• TASK INSTRUCTIONS:
1. Please translate this sentence from the passage on denominations into Spanish: "They deserve answers from the Word of God."
2. Copy the entries from the line with "Intersection-audit request. Target: frozen" up to and including the last line of the entries.

What is a “denomination”? Does God approve of denominations? These are extremely significant and critical questions. They deserve answers from the Word of God.

When we go to the New Testament and examine God’s Word with a view toward ascertaining what His will is with regard to religion, we find that there is a clearly defined system of religion—God’s religion—in the New Testament. It is the religion of Christ that has come to be called Christianity. We also find that Satan does everything he can to blur the distinctions that God wants observed. We should not be surprised at that. Think about the great hoaxes that have been perpetrated upon mankind. For instance, the doctrine of evolution is almost universally believed by the scientific elite of many societies. So it is with many political, philosophical, and religious systems of thought like Communism, Buddhism, and Hinduism. Those who have examined the evidence—objective truth—on these matters know that those systems of thought simply are not true. Yet large numbers of people adhere to them. Large numbers of people believe the tenets of those systems.

In 2 Corinthians 2:11, Paul spoke about the fact that Satan endeavors to take advantage of people. He said that we should not let Satan take advantage of us, “for we are not ignorant of his devices.” The word “devices” could easily have been translated “schemes.” We must be aware of the fact that Satan uses deceitful, deceptive ploys in an effort to trick people to get them to believe and practice various things that simply are not true. In a similar statement, Paul used the phrase “wiles of the devil” (Ephesians 6:11). Most people are oblivious to this fact. Many people do not even believe that Satan exists—anymore than they believe that God exists. Yet if the New Testament is true, it is clear there is a Satan, and he will do all he can to fool, trick, and deceive people. He wants to blur distinctions that God wants observed—distinctions that are scriptural and biblical.

It is clear that this is the case with denominationalism. Consider the following dictionary definitions (American, 2000, p. 485). The term “denominate” means “to give a name to; designate.” “Denomination” is “[a] large group of religious congregations united under a common faith and name and organized under a single administrative and legal hierarchy; a name or designation, especially for a class or group.” “Denominator” refers to “[t]he expression written below the line in a common fraction that indicates the number of parts into which one whole is divided.” “Denominationalism” is “[t]he tendency to separate into religious denominations; sectarianism.” Think about these meanings for just a moment. The very word “denomination” means a named or designated division. Denominationalism occurs when religious people and groups divide and segregate themselves on the basis of different designations or church affiliations and different doctrines.

• Records from a point annotation dataset:
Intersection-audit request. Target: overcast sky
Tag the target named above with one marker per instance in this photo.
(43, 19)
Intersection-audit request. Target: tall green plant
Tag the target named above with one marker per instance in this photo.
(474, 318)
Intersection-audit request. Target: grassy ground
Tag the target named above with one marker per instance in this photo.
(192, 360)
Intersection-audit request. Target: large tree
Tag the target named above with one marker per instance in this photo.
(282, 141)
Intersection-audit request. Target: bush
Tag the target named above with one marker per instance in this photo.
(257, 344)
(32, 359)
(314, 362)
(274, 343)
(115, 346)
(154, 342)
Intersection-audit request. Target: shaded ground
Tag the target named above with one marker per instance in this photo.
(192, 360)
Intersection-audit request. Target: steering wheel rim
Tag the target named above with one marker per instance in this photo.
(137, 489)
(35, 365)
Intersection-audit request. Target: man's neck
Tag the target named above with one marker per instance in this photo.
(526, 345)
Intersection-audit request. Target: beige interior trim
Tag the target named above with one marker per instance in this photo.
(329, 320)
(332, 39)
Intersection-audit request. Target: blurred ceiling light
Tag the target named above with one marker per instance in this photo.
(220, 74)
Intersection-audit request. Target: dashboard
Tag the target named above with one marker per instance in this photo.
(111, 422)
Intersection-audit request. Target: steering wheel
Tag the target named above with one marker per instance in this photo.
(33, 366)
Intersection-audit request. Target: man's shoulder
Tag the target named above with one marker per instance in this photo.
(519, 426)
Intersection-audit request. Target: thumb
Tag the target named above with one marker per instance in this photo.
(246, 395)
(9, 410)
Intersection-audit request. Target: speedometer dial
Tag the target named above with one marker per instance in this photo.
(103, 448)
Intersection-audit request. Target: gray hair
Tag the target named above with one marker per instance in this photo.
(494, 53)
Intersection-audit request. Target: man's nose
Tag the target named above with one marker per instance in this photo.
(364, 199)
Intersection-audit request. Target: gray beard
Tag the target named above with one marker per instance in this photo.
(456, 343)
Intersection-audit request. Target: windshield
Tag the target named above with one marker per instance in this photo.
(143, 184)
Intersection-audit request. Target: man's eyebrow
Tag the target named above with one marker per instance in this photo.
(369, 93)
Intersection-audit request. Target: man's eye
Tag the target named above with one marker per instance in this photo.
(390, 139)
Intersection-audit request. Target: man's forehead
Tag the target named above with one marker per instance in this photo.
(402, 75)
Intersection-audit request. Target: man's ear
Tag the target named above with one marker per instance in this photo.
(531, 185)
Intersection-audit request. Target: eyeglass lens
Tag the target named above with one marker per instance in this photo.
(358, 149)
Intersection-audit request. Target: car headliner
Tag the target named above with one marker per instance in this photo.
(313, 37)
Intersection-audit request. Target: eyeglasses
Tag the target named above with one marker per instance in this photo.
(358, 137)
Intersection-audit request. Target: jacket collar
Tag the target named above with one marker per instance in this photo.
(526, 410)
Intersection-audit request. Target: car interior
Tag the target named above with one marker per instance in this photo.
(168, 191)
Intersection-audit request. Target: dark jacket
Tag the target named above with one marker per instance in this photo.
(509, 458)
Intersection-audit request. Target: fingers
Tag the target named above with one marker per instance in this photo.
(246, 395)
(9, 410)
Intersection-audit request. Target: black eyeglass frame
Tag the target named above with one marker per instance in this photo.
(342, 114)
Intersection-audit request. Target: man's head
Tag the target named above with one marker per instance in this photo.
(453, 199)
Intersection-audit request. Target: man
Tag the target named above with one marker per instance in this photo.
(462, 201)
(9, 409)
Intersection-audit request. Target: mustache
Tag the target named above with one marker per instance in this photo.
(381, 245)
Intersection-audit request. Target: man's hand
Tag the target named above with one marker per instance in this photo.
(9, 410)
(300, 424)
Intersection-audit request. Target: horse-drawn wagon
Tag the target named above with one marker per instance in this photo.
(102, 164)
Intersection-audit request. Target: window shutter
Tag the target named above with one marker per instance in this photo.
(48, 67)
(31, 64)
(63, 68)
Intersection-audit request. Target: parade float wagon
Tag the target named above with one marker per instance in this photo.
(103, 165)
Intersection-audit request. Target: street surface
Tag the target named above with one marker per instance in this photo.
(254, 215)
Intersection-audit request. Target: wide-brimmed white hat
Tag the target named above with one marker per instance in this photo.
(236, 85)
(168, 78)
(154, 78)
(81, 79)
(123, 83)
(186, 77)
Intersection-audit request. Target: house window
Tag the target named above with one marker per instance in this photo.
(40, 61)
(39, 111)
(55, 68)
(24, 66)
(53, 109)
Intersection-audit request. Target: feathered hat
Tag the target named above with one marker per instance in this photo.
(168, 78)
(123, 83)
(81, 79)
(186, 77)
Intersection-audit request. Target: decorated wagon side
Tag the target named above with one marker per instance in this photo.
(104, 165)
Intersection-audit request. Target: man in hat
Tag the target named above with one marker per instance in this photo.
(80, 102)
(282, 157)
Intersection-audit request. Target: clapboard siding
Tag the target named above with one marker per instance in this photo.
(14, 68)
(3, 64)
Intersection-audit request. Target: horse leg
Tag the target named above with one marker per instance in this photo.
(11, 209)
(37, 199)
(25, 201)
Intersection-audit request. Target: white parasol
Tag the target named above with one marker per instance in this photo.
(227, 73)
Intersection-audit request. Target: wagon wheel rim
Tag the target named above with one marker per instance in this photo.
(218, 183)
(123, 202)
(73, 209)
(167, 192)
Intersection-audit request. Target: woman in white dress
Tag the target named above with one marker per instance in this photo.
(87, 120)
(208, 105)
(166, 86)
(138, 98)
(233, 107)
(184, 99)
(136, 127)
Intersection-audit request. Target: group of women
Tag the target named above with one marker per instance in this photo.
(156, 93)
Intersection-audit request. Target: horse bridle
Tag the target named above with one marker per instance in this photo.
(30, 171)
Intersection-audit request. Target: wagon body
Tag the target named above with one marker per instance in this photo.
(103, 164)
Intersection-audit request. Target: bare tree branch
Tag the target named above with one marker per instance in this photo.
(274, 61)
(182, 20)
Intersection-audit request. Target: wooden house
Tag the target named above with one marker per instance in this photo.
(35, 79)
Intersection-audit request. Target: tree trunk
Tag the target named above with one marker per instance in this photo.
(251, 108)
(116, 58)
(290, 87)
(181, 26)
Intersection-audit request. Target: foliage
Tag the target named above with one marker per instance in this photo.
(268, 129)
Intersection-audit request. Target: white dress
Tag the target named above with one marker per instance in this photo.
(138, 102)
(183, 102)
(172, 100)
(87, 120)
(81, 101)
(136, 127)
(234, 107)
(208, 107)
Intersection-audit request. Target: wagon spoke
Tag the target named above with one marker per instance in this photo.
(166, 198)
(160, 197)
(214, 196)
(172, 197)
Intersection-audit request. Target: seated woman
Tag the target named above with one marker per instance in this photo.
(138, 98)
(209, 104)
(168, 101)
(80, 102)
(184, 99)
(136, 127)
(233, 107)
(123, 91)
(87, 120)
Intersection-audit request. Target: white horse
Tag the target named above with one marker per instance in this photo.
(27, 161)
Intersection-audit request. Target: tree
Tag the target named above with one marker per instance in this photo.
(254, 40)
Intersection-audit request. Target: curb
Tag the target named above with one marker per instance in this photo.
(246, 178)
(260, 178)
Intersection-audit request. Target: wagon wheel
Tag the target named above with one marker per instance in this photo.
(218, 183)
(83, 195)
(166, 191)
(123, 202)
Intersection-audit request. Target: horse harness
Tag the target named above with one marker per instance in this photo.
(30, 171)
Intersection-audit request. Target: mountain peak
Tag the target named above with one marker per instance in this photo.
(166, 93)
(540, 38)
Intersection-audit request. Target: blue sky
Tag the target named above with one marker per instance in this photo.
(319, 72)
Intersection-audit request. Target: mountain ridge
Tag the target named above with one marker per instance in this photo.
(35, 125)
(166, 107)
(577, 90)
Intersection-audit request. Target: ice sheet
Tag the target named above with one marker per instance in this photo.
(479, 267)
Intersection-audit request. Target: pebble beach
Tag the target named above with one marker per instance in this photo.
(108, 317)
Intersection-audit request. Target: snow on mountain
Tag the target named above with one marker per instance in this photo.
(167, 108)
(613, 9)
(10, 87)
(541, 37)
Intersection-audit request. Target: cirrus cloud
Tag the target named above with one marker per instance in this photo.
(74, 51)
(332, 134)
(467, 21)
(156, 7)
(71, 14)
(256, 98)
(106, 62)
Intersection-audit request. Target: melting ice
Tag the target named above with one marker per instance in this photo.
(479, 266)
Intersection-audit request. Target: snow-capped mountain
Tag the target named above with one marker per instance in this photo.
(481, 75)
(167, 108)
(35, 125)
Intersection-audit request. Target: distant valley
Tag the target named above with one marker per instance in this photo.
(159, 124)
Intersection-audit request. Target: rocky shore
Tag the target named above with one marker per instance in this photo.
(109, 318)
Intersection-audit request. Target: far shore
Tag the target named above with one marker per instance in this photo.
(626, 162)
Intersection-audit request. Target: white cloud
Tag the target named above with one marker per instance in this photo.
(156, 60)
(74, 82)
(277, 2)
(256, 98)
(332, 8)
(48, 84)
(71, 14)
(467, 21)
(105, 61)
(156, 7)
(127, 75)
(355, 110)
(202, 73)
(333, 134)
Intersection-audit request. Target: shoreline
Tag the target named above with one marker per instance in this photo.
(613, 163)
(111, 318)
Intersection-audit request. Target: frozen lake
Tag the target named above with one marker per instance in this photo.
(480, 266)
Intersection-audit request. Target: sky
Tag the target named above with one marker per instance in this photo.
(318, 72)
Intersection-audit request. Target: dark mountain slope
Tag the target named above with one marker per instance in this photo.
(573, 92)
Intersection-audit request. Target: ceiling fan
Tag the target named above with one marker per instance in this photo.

• RESULTS OF THE TASKS:
1. Merecen respuestas de la Palabra de Dios.

2.
Intersection-audit request. Target: frozen lake
Tag the target named above with one marker per instance in this photo.
(480, 266)
Intersection-audit request. Target: sky
Tag the target named above with one marker per instance in this photo.
(318, 72)
Intersection-audit request. Target: dark mountain slope
Tag the target named above with one marker per instance in this photo.
(573, 92)
Intersection-audit request. Target: ceiling fan
Tag the target named above with one marker per instance in this photo.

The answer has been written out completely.